Problem to work on
What is needed is an exact copy of the lines from the one containing "Need: a point" through the last line of the entries below, both included.

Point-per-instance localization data

****

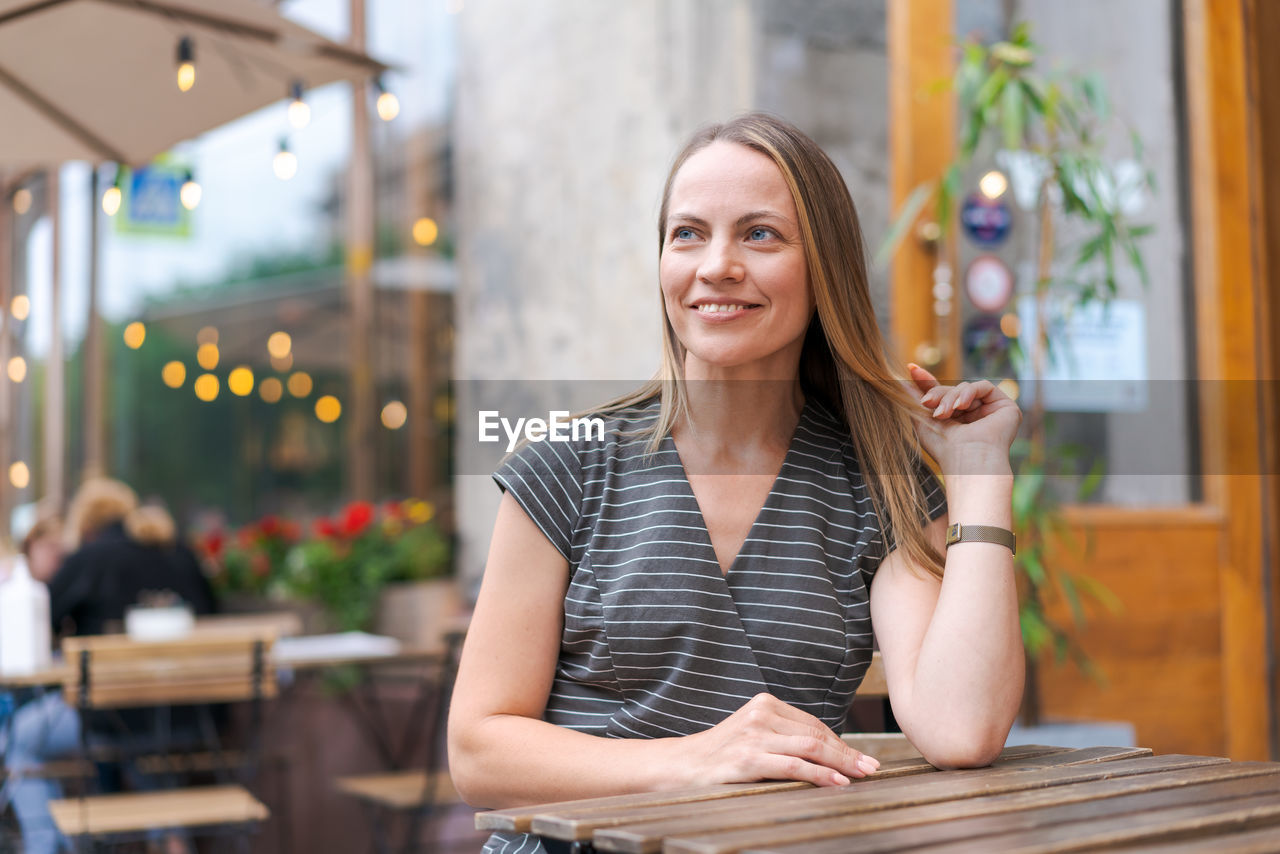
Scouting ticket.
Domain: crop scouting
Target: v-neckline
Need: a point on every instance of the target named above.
(773, 488)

****

Output of the exercise
Need: a point on every instance of the target named above.
(773, 488)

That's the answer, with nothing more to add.